▶ [ASSIGNED TASK]
Everything in the entries except the pictures must be repeated exactly.

▶ [RECORDS FOR THIS EXERCISE]
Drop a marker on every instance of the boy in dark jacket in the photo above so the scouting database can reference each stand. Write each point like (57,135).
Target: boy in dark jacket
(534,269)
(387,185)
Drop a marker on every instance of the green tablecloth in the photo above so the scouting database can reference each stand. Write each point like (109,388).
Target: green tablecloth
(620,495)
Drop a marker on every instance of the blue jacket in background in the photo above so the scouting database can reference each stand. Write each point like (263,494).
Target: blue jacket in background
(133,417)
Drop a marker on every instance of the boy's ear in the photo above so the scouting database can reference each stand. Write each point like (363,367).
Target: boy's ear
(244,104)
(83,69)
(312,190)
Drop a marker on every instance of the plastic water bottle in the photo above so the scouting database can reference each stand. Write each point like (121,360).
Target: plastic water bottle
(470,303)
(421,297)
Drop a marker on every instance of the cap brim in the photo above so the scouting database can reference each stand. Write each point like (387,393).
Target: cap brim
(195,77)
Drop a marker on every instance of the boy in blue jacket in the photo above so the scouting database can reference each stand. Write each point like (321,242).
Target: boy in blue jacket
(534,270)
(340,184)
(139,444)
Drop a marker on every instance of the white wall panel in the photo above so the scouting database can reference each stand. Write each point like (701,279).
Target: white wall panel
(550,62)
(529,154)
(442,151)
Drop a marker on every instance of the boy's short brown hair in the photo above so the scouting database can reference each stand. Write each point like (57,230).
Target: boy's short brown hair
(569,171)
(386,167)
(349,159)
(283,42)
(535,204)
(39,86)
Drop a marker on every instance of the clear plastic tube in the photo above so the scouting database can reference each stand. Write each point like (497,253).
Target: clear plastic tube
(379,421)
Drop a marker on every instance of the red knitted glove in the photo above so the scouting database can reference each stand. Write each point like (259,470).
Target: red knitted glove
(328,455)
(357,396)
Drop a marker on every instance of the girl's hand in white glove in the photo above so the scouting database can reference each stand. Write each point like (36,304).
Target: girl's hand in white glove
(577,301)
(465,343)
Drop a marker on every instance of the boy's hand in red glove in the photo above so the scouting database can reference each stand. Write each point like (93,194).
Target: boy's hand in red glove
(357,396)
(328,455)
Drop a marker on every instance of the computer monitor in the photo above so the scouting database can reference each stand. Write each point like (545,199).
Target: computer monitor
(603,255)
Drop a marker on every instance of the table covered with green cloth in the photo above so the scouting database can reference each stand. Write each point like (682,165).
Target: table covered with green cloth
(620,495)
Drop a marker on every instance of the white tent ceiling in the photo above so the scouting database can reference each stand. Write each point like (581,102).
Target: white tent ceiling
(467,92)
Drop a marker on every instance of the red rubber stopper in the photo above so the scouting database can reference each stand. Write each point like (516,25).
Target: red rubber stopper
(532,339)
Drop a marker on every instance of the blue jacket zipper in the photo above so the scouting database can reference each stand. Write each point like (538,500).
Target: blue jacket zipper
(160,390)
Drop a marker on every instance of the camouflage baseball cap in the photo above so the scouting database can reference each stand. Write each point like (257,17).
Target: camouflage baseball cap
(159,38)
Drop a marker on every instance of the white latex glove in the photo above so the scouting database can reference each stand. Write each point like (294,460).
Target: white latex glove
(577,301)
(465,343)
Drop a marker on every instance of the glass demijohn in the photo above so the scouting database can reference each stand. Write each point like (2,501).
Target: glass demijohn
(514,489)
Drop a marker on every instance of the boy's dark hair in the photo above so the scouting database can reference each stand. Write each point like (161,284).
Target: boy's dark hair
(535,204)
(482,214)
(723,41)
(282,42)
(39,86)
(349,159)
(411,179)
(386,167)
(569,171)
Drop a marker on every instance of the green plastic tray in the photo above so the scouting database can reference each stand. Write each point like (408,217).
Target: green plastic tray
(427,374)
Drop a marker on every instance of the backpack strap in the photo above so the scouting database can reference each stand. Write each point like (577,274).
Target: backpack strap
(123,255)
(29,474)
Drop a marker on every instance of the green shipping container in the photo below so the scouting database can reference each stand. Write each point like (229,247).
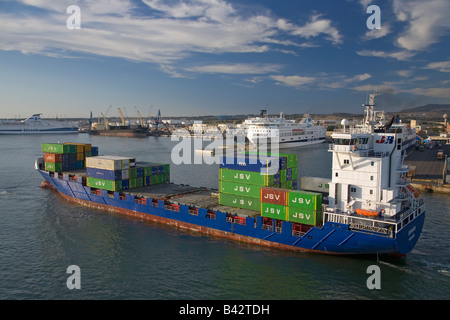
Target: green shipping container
(292,159)
(246,177)
(55,148)
(275,211)
(305,200)
(240,189)
(239,202)
(104,184)
(283,176)
(304,216)
(133,182)
(53,166)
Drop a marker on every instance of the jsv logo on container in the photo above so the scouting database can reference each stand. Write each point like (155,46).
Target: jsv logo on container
(386,140)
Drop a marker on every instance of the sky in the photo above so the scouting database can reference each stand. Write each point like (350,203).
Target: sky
(220,57)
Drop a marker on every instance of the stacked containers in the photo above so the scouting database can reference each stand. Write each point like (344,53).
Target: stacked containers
(241,179)
(59,157)
(292,205)
(152,173)
(121,173)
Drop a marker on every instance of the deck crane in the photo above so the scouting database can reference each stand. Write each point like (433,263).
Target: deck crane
(106,121)
(121,117)
(140,118)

▶ [SOLVED PROBLEM]
Drop a marker on every instance of the boy in dark jacket in the photo above so the scouting database can reference each stand. Write each point like (57,135).
Target: boy in dark jacket
(534,269)
(387,185)
Drop a marker on every instance of the green tablecloth in the photo above so the scouting database can reference each stand. Write each point like (109,388).
Target: green tablecloth
(620,495)
Drop a marker on every instance of the blue jacket in background in the photo above so the scouting database can reference each stand. Write each point like (263,494).
Target: blue jacket in background
(133,417)
Drop a marker on every instance of the boy's ear in the photo above so the scouting database can reference each stand. Write each point like (363,367).
Target: boy's ear
(244,104)
(83,69)
(312,190)
Drop a marker on every instance of the plastic water bottle in the photo above so the scouting database can reference each stand. Write each point like (121,360).
Target: plastic water bottle
(470,303)
(421,297)
Drop a marker on every instance of the cap brim in the photo above so the scouting database can reference each stand. Write each point like (387,393).
Target: cap brim
(195,77)
Drop a marker on every instance of the boy in blue jacket in the photo above so the scouting database can reference each stand. Write each point like (321,242).
Target: boy in blue jacket
(534,270)
(340,184)
(139,444)
Drop a marker on every instance of the white wall panel in the photo above so the scouting database can reference each stand. Write each point like (701,279).
Target: white wall panel
(550,62)
(529,154)
(442,151)
Drop a marker on every instance of the boy's short brown hair in the photo above so the scouting database can reference each stand. Write each point like (57,230).
Target: boy's short brown hair
(569,171)
(386,167)
(349,159)
(283,42)
(535,204)
(39,86)
Drop a marker on every instance of the clear plastic tube in the photo above so the scouting database can reference each stand. Write each point like (497,253).
Target: clear plastic tube
(379,421)
Drop a marker on every instance of the red knitted glove in the photo above so the scouting database can reference each stand. Write each point like (259,470).
Target: red knitted glove
(328,455)
(357,396)
Drop a marker on every instance of the girl's hand in white glove in the photo above so the scouting database can reference each stand. Write each point like (36,304).
Target: girl's hand in white glove
(577,301)
(465,343)
Drop a marker on every instance of the boy's hand in red glove in the photo above so the scouting database can reference each stand. Write each point like (93,194).
Target: boy's hand in red glove
(357,396)
(328,455)
Drop a marker on every instance of the computer monitor in the photo above so the scouting database can reference each stand. Write each point like (545,199).
Target: computer monitor
(603,255)
Drop a marker on every instance of the table covered with green cloth in the photo above so the scouting database can reference each stand. Write each point like (682,165).
Target: table covered with green cloth
(620,495)
Drop a marker on every instance of the white tent ceiling in the photo above so the scouting database can reference each stand. Write each point like (581,102).
Target: white tent ceiling
(467,92)
Drop a marker on every instance of the red rubber stopper in the photo above so the scouting database can reference each stand. Write each point like (516,25).
Target: red rubber stopper
(532,339)
Drop a marker on every instance of the blue jacket zipper in the photo above so the scouting database can reference each stand. Write each point like (538,500).
Target: blue jacket zipper
(160,390)
Drop a marker on every instance of the camouflage baseball cap in the photo above so the scouting database can reference each stand. Write each point like (257,17).
Target: camouflage baseball cap
(159,38)
Drop a marker on every instance of the white latex glove in the photo above so the scouting database can reference each stand. Write each point like (294,460).
Target: white latex glove
(577,301)
(465,343)
Drop a marker on every instance of the glass demijohn in the photo above so the scouting database can reference each stand. Write each point like (2,501).
Target: glass demijohn
(514,489)
Drop a marker on every instance of the boy's dark hair in the photo above so the scouting database can reference each stand. Write each point like (161,284).
Target: boy's dark hair
(535,204)
(482,214)
(723,41)
(282,42)
(39,86)
(349,159)
(411,179)
(386,167)
(569,171)
Drop a marker on every instance of the green plastic tray in the photo above so the scouting database can reference each stand. Write each point like (408,217).
Target: green plastic tray
(427,374)
Drop a marker on every instance of the backpack strap in the photo above so the scouting database can reference each stand. Write each point like (577,274).
Target: backpack strap
(123,255)
(29,474)
Drop a marker on every instance of the green shipping container in the photo below so the scouting database can reference each stand. Write each point like (229,247).
Target: green shipping container
(292,159)
(246,177)
(55,148)
(275,211)
(305,200)
(240,189)
(239,202)
(104,184)
(283,176)
(304,216)
(133,182)
(53,166)
Drop a marker on every instance of the jsv logo on container in the photo above so the scouting database can reference each stand. Write each point like (155,46).
Target: jsv logo on container
(386,140)
Drop a marker on every instance of the sky in the photo above so the scouting database can reference each stand. Write each point like (350,203).
Target: sky
(220,57)
Drop a marker on every instance of the stacked containers in the photo above so the scouting database can reference each stand. Write each point like (344,53).
Target: stacked containers
(241,179)
(59,157)
(292,205)
(152,173)
(121,173)
Drop a marker on every instance of the deck crane in the photo above so the scouting database can reference each stand. Write each point like (433,263).
Target: deck crane
(106,121)
(121,117)
(140,118)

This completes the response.